AIM
Convert the rows below into a JSON list of strings, starting with the first line and going on through the line containing "point(275, 215)". Use one string per line and leave out any blank lines.

PROVIDED RECORDS
=======
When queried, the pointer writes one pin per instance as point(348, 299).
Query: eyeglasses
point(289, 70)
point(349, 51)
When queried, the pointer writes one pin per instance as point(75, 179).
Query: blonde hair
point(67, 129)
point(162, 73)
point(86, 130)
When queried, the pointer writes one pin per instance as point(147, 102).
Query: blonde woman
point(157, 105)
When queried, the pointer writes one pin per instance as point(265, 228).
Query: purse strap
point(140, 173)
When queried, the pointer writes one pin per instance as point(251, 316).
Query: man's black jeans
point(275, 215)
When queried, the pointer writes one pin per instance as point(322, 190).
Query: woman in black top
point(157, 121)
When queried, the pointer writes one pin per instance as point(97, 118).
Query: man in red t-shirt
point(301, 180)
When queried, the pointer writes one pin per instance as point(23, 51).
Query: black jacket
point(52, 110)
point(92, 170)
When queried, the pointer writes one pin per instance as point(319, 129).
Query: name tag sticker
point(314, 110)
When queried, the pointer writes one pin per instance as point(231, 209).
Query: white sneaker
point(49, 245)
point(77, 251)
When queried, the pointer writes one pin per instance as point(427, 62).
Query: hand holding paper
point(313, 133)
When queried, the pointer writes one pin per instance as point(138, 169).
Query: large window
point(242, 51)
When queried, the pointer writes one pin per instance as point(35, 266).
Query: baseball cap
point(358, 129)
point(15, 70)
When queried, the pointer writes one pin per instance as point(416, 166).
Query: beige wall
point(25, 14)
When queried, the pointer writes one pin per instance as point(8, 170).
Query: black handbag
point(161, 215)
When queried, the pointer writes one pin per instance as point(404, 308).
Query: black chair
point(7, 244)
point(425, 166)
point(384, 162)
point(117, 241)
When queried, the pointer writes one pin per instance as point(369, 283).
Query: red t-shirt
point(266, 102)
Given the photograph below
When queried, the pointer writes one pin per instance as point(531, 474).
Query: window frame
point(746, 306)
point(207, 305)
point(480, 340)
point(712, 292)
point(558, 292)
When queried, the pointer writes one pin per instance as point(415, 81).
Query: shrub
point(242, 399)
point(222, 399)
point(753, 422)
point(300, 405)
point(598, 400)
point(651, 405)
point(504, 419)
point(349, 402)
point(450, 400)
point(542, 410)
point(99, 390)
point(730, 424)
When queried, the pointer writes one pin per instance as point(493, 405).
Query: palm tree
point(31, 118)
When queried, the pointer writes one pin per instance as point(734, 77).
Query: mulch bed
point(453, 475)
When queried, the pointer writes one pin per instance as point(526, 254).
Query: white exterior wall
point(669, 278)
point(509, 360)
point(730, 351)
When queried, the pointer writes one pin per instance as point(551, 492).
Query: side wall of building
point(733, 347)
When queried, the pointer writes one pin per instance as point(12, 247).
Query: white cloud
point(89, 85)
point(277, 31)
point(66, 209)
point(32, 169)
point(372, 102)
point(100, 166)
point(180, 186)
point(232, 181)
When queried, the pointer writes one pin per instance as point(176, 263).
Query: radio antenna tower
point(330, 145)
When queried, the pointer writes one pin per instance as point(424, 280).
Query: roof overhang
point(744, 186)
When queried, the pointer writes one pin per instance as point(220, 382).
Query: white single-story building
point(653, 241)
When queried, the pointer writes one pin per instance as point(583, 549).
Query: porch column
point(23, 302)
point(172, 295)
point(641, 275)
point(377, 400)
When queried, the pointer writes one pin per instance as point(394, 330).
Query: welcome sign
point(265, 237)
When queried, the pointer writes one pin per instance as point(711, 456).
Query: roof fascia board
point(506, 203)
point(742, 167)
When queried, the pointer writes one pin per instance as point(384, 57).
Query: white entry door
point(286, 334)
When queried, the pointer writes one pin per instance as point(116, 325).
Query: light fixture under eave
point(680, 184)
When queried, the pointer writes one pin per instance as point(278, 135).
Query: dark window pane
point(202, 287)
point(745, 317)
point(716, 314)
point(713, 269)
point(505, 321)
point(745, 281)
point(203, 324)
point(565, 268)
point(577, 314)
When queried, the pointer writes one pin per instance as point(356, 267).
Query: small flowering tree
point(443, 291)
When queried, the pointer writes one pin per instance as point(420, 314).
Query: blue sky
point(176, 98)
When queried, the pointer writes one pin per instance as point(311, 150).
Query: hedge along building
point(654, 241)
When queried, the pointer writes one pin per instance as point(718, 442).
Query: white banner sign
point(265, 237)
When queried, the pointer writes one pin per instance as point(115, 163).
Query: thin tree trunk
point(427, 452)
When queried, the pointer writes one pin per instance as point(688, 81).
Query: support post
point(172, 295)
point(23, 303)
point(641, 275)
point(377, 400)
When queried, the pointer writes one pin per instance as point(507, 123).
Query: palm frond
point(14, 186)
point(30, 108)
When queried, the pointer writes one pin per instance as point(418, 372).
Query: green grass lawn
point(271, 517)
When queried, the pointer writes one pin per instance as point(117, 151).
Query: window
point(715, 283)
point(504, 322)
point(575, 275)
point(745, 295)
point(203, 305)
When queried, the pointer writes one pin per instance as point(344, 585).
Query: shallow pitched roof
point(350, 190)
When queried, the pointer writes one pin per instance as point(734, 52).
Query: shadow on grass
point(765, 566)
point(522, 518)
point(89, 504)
=======
RESPONSE TO THIS EXERCISE
[
  "When queried, the pointer writes one pin per instance as point(348, 299).",
  "Query: eyeglasses",
  "point(289, 70)",
  "point(349, 51)",
  "When queried, the pointer writes one pin per instance as point(75, 179).",
  "Query: blonde hair",
  "point(67, 129)",
  "point(162, 73)",
  "point(86, 130)",
  "When queried, the pointer writes one pin per instance as point(147, 102).",
  "Query: blonde woman",
  "point(157, 105)",
  "When queried, the pointer writes one pin per instance as point(265, 228).",
  "Query: purse strap",
  "point(140, 173)",
  "When queried, the pointer writes one pin per instance as point(251, 316).",
  "Query: man's black jeans",
  "point(275, 215)"
]